Cuplikan dataset penunjukan objek
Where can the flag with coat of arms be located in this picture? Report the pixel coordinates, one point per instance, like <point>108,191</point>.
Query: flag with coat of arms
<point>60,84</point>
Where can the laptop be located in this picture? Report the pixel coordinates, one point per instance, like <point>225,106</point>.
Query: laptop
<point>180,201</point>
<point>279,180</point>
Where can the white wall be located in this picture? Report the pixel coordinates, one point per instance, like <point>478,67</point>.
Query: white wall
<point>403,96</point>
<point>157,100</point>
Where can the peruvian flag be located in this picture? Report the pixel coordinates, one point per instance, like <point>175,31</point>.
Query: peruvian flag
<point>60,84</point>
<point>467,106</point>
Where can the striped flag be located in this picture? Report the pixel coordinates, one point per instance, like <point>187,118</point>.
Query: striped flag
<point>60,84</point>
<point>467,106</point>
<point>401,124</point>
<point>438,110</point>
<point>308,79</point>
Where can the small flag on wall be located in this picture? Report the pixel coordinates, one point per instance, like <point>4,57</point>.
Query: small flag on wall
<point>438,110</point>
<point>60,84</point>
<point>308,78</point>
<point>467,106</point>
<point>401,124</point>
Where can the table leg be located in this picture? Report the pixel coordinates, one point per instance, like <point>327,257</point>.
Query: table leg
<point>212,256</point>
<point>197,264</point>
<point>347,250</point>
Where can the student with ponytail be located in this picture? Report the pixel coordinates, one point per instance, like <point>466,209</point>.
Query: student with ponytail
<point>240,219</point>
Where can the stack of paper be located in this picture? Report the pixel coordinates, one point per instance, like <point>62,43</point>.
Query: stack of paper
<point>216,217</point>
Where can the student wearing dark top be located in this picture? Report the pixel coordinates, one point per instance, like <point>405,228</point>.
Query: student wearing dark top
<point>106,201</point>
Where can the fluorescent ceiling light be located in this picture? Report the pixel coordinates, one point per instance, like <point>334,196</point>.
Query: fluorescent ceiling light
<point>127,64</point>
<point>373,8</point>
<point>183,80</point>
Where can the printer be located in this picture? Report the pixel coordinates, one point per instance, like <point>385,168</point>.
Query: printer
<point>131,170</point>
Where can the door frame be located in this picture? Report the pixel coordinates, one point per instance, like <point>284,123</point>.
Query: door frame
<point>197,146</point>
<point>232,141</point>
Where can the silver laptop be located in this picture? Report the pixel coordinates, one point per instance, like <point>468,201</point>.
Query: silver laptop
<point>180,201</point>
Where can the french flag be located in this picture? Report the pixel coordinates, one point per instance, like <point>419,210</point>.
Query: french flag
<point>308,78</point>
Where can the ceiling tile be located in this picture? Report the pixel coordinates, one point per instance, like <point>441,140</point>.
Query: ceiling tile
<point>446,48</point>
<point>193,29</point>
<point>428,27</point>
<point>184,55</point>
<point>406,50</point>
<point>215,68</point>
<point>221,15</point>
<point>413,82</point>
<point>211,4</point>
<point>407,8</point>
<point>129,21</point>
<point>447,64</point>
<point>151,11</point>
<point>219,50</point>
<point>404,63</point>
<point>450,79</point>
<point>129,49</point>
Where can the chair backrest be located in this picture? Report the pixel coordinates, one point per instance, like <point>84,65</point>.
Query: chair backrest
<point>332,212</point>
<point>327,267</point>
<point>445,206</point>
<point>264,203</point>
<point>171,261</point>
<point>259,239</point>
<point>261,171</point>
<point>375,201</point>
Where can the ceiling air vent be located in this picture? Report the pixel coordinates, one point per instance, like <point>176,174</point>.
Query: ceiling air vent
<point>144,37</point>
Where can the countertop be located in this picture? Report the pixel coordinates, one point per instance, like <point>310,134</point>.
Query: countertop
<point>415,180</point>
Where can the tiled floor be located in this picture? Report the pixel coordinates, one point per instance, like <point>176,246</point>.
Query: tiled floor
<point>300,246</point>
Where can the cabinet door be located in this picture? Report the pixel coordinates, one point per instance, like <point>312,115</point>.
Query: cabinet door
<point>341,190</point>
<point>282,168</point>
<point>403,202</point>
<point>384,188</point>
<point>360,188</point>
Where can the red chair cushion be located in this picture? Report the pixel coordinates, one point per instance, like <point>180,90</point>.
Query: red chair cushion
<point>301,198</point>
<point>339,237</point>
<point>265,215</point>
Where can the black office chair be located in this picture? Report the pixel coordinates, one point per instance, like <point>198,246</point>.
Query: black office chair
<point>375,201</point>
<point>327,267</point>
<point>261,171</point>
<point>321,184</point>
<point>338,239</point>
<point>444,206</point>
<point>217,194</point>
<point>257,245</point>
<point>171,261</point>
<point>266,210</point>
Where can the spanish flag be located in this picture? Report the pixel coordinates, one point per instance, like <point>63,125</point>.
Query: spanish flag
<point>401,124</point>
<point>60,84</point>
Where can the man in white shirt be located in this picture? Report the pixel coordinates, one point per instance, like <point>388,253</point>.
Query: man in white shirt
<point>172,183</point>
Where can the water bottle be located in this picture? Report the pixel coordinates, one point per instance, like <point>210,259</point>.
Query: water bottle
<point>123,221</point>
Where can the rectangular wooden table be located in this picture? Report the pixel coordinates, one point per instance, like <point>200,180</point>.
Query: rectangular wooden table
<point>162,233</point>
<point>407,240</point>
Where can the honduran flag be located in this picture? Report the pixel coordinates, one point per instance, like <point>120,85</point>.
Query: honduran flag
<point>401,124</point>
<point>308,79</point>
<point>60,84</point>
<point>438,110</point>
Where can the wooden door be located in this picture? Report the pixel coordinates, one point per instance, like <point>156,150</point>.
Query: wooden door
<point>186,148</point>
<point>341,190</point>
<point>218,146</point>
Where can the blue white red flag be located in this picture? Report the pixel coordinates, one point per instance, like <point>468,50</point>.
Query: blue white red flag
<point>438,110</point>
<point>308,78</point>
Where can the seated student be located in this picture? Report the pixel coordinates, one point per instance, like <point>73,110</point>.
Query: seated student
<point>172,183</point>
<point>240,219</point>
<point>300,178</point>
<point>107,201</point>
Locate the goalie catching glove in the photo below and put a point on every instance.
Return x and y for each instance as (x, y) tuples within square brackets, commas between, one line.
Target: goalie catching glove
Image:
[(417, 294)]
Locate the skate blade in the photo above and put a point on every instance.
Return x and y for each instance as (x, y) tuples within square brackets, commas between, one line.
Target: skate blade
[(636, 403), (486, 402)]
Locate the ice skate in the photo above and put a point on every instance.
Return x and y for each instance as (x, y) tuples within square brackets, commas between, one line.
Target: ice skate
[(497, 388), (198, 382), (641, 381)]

=== INSTRUKSI ANDA ===
Tulis ulang semua entri dari baris yang memuat "Where can the red" sampai baris yang memuat "<point>407,240</point>", termasuk kalimat permintaannya. Geser setiap angka koordinat pada jawaban sebesar -107, dan biarkan angka dalam permintaan serta contoh formatnya tetap.

=== JAWABAN ===
Where can the red chair cushion be located in this picture? Report the pixel coordinates, one point per instance, like <point>180,90</point>.
Query: red chair cushion
<point>194,91</point>
<point>232,130</point>
<point>158,108</point>
Where can the black office chair be located in this picture? Report the pixel coordinates, one point per instance, like <point>198,246</point>.
Query: black office chair
<point>268,94</point>
<point>220,160</point>
<point>154,64</point>
<point>214,77</point>
<point>231,132</point>
<point>337,99</point>
<point>110,87</point>
<point>150,138</point>
<point>64,154</point>
<point>159,103</point>
Where can the spanish flag be located in this picture? Report the pixel coordinates, one point per instance, like <point>63,125</point>.
Query: spanish flag
<point>294,17</point>
<point>-47,-23</point>
Where can the man in white shirt be located in this picture? Report the pixel coordinates, one point per instance, like <point>388,253</point>.
Query: man in white shirt
<point>65,76</point>
Where can the water bottle be located in this picture? Report the pixel coordinates, one point per instance, like <point>210,259</point>.
Query: water bottle
<point>16,114</point>
Where can the rectangular wooden table be located in this picture? Report the pixel coordinates, one point per instance, like <point>200,180</point>.
Query: rectangular wooden table
<point>55,126</point>
<point>300,133</point>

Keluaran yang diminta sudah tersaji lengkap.